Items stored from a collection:
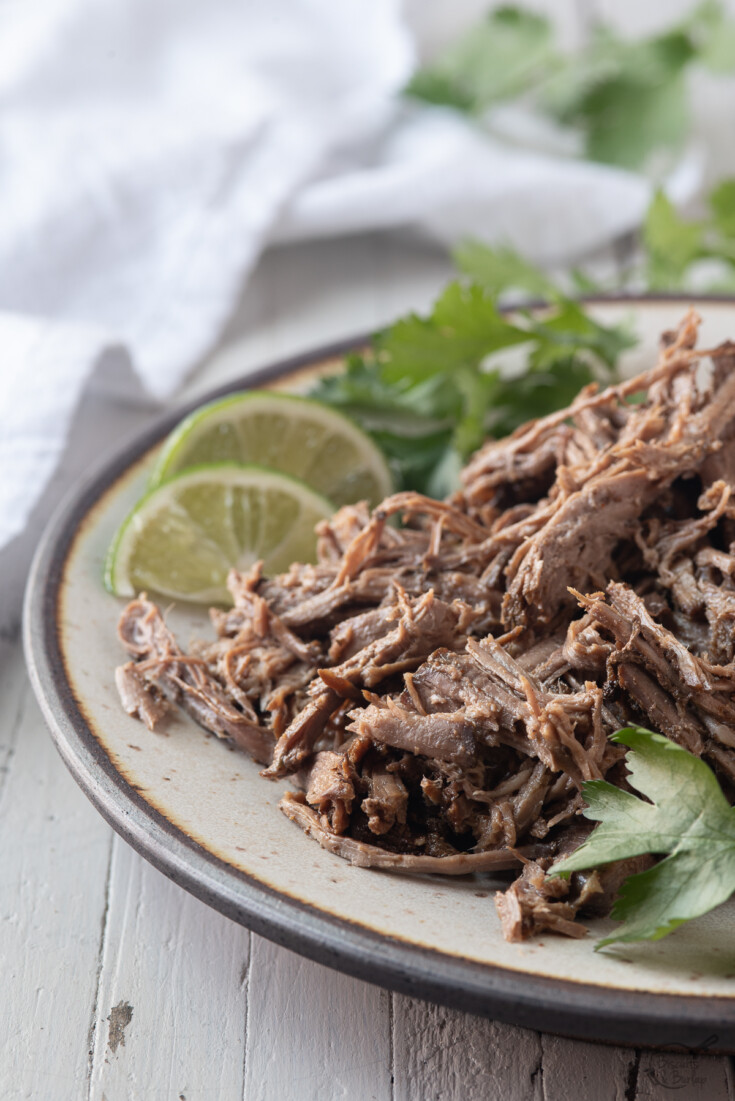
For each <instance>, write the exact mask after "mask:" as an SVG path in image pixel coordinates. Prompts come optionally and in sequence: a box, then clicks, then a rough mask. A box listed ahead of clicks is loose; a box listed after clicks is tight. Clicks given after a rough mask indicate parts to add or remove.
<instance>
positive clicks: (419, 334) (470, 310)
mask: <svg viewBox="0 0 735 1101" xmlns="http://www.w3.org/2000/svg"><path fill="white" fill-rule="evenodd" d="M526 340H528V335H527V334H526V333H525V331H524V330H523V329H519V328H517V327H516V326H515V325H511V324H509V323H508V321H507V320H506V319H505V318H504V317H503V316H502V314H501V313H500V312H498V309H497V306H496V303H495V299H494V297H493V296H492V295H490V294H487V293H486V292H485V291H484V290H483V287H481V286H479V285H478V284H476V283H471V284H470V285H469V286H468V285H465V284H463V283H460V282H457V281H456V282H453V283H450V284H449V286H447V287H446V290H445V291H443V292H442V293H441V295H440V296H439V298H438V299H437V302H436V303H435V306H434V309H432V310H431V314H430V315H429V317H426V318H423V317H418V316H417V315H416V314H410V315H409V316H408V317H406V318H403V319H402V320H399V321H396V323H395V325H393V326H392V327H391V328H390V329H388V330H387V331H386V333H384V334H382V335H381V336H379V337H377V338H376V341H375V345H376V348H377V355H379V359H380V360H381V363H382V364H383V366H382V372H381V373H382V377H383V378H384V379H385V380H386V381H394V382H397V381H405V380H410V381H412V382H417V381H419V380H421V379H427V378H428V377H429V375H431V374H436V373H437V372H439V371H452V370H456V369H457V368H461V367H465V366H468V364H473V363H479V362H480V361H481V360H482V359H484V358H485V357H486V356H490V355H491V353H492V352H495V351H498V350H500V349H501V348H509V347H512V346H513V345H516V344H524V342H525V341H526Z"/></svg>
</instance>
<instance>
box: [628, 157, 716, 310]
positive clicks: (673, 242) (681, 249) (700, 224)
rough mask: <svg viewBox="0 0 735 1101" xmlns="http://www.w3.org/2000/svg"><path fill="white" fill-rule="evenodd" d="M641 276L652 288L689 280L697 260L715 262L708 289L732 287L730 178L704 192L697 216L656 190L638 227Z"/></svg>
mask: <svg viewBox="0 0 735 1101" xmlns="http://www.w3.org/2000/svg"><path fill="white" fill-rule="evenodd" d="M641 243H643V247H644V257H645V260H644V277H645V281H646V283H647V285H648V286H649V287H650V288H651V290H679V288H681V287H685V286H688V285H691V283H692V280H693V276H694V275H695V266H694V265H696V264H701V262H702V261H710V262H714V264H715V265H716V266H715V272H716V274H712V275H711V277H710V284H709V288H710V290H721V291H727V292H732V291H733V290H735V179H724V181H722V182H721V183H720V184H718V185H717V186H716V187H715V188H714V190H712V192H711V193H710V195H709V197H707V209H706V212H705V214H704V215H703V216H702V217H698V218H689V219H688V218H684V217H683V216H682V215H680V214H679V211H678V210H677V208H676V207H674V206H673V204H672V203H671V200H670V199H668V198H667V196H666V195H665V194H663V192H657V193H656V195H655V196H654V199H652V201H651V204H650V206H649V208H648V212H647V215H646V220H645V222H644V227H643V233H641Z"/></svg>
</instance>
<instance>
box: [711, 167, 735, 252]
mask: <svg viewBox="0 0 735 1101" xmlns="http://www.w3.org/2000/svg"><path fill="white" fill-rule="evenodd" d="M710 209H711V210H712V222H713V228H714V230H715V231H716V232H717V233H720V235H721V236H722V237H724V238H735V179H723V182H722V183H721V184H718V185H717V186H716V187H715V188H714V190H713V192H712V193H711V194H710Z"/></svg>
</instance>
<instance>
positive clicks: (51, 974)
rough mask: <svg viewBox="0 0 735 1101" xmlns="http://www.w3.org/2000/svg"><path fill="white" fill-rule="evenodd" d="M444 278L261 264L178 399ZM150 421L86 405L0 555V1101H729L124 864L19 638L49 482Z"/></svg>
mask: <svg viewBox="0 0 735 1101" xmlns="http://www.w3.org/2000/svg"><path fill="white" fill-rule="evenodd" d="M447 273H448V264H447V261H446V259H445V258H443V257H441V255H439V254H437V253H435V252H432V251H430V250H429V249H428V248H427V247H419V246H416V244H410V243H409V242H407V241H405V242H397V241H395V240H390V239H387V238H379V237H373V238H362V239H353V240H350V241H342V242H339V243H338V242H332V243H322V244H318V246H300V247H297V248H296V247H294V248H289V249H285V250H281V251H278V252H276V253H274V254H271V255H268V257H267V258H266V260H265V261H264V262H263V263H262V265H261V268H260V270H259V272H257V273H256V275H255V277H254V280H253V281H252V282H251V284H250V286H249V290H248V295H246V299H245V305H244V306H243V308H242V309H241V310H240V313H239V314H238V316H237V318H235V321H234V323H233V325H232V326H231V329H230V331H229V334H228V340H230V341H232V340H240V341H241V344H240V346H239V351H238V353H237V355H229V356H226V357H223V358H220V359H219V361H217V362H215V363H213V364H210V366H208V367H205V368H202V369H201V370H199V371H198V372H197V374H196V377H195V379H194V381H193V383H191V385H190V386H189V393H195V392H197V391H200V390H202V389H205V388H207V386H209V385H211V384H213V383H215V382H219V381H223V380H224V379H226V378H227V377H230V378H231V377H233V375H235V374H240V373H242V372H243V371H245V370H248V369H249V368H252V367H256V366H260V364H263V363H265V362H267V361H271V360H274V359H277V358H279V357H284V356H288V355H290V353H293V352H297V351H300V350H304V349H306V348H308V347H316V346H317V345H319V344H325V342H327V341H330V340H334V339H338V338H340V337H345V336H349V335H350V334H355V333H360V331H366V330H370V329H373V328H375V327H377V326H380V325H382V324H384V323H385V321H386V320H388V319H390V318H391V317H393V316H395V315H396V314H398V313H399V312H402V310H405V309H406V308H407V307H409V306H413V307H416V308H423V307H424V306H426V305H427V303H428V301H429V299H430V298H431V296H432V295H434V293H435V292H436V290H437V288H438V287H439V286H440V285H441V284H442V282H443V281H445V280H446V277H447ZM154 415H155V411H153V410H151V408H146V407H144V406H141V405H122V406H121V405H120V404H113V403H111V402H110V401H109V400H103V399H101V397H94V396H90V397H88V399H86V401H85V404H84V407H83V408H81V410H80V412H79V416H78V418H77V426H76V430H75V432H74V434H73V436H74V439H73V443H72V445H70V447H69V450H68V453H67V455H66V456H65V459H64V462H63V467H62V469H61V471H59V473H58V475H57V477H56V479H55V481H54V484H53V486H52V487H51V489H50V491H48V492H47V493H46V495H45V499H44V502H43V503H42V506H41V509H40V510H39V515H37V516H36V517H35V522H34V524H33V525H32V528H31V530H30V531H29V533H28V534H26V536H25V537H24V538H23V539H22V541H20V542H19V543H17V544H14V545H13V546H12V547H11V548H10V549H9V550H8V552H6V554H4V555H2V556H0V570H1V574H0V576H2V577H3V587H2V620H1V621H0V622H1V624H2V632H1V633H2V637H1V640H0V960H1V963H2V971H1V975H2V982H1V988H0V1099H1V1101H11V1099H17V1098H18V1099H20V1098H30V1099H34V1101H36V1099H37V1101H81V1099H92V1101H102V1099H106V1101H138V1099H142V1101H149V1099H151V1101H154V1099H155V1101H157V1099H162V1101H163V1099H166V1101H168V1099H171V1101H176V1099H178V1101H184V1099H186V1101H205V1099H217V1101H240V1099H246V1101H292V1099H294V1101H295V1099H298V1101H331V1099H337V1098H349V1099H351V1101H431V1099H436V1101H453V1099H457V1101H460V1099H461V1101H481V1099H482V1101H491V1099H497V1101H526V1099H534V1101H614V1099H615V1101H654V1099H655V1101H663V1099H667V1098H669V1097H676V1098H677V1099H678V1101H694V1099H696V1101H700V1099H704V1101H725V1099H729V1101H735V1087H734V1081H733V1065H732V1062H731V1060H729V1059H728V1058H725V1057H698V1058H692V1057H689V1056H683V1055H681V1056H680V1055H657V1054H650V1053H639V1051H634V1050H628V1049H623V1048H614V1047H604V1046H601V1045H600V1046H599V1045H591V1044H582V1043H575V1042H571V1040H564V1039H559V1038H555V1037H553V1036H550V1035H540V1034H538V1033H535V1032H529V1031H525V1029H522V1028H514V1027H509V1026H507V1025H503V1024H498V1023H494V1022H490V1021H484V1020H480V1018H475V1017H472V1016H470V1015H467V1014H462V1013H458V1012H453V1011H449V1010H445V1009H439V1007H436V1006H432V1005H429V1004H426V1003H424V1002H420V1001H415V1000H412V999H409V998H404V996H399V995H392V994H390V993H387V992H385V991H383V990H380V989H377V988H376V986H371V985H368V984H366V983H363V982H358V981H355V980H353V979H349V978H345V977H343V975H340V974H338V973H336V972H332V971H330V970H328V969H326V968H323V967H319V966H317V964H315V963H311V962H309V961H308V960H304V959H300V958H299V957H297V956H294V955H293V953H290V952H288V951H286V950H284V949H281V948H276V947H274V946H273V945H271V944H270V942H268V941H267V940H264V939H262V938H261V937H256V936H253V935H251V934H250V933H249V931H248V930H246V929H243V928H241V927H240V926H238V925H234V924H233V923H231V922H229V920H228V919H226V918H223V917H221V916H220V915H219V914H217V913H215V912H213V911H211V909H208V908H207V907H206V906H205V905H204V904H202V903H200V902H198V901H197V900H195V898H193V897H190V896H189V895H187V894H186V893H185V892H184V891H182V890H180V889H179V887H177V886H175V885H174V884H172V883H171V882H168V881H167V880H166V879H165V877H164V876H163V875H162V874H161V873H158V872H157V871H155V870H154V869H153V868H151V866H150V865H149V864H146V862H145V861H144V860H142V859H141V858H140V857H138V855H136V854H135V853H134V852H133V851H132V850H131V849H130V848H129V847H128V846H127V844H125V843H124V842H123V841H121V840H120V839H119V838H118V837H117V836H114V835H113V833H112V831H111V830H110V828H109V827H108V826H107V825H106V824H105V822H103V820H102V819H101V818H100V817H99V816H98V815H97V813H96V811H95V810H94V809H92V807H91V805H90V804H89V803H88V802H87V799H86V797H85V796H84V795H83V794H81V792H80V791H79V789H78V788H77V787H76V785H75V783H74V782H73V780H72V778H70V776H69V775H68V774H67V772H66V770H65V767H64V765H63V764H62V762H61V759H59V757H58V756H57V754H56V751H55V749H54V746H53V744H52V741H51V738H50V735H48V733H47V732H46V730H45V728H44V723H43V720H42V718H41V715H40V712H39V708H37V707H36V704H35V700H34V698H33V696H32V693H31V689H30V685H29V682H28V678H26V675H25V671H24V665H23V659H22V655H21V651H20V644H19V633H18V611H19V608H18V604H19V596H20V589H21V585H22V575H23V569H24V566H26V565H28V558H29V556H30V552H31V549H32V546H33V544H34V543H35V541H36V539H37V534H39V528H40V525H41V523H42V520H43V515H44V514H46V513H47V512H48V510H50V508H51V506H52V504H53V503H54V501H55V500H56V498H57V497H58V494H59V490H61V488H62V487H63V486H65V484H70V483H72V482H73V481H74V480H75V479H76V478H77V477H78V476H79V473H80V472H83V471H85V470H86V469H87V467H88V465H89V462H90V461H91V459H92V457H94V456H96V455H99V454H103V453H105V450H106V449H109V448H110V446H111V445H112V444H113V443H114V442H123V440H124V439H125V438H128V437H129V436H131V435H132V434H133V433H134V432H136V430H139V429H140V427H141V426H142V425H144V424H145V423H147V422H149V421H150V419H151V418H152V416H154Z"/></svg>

■ Job ■
Quote the material from its beginning through the line containing "positive clicks: (419, 334) (470, 310)", including that line, and omit the pictures from your answer.

■ Reply to the exercise ■
For each <instance>, write the exact mask after "mask:" as an SVG path in image pixel coordinates. Prompts come optionally and in sequence: a box, then clicks, then a rough mask. A box listed ahead of clicks is loose; a box listed after clicks is tight. Clicks given after a rough mask indicate parts to add or remove.
<instance>
positive clicks: (419, 334) (470, 310)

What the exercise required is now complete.